TASK BRIEF —
Look through the records and copy each line with the string "african" in it.
===== PROVIDED INFORMATION
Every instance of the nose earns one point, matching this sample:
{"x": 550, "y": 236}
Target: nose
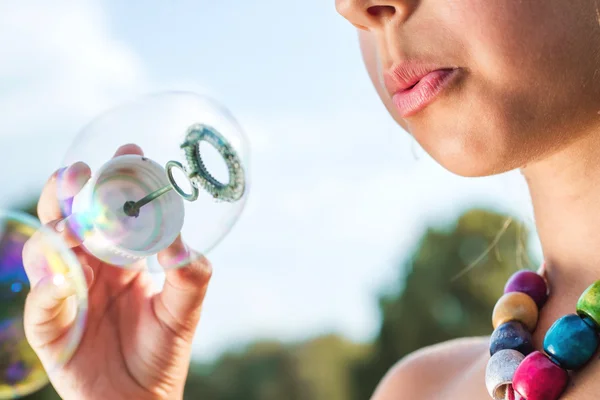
{"x": 373, "y": 14}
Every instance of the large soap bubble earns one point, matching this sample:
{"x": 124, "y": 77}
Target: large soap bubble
{"x": 189, "y": 177}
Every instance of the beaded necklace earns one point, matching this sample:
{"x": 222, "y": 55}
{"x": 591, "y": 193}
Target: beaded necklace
{"x": 516, "y": 370}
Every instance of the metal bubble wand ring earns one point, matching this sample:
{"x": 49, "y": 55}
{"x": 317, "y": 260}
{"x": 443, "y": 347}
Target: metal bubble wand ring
{"x": 197, "y": 173}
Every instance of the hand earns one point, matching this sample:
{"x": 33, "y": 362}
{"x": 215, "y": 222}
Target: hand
{"x": 136, "y": 343}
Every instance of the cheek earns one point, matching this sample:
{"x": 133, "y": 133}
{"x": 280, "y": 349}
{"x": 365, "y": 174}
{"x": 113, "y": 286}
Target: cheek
{"x": 372, "y": 62}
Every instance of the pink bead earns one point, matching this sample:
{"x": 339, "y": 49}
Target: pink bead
{"x": 530, "y": 283}
{"x": 538, "y": 378}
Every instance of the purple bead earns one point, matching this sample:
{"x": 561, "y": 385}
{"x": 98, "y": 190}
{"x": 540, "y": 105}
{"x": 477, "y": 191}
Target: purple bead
{"x": 511, "y": 335}
{"x": 530, "y": 283}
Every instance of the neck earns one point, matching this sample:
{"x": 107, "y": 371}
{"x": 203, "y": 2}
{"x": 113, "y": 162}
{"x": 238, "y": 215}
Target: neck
{"x": 565, "y": 190}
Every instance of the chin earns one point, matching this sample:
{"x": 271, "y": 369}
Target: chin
{"x": 469, "y": 154}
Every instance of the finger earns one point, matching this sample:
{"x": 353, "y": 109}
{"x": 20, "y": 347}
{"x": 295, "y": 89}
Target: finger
{"x": 178, "y": 305}
{"x": 129, "y": 149}
{"x": 50, "y": 310}
{"x": 60, "y": 189}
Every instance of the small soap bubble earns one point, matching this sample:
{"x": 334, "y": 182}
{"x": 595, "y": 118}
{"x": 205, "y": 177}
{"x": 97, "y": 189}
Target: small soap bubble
{"x": 21, "y": 372}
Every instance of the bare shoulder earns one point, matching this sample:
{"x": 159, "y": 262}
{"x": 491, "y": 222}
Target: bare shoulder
{"x": 431, "y": 371}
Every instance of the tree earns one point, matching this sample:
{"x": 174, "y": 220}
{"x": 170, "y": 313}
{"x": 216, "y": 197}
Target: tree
{"x": 435, "y": 300}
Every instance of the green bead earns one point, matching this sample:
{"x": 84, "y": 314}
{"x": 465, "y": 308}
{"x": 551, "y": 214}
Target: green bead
{"x": 589, "y": 303}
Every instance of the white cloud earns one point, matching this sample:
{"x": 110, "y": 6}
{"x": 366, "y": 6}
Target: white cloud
{"x": 60, "y": 66}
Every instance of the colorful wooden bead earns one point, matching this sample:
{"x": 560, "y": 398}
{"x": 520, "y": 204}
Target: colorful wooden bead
{"x": 530, "y": 283}
{"x": 500, "y": 370}
{"x": 571, "y": 342}
{"x": 511, "y": 335}
{"x": 589, "y": 303}
{"x": 538, "y": 378}
{"x": 516, "y": 306}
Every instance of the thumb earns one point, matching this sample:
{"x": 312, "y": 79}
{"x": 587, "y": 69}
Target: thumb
{"x": 179, "y": 304}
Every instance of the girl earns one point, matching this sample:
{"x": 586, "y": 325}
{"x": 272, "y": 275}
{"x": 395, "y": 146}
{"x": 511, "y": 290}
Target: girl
{"x": 486, "y": 87}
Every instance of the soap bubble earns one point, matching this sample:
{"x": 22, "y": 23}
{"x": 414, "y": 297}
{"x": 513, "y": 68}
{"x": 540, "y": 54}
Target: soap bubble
{"x": 21, "y": 372}
{"x": 189, "y": 144}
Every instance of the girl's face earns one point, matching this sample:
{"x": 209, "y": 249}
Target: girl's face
{"x": 499, "y": 83}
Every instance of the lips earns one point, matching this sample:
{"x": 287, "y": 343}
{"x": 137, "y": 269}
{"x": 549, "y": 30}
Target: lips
{"x": 415, "y": 86}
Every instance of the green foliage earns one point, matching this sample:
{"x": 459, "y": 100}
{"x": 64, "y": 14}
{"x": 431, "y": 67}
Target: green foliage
{"x": 428, "y": 305}
{"x": 434, "y": 305}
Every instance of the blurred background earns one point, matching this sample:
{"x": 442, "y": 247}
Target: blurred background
{"x": 345, "y": 257}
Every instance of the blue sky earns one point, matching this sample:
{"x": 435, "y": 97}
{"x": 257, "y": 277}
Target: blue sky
{"x": 339, "y": 192}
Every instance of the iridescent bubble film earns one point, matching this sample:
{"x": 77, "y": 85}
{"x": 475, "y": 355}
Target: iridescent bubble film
{"x": 21, "y": 372}
{"x": 191, "y": 158}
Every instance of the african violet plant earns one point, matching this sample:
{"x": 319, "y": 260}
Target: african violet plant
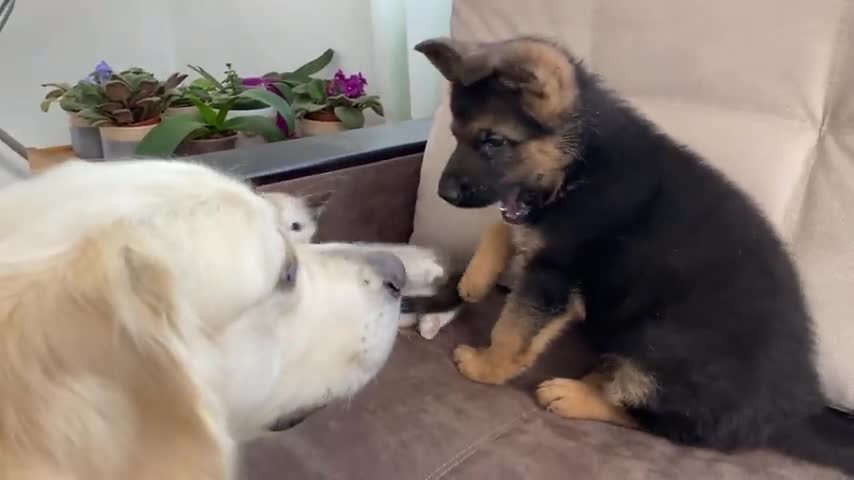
==========
EXERCISE ANSWER —
Every instance of the african violet plant earns one point, matching this sample:
Target: african violet plant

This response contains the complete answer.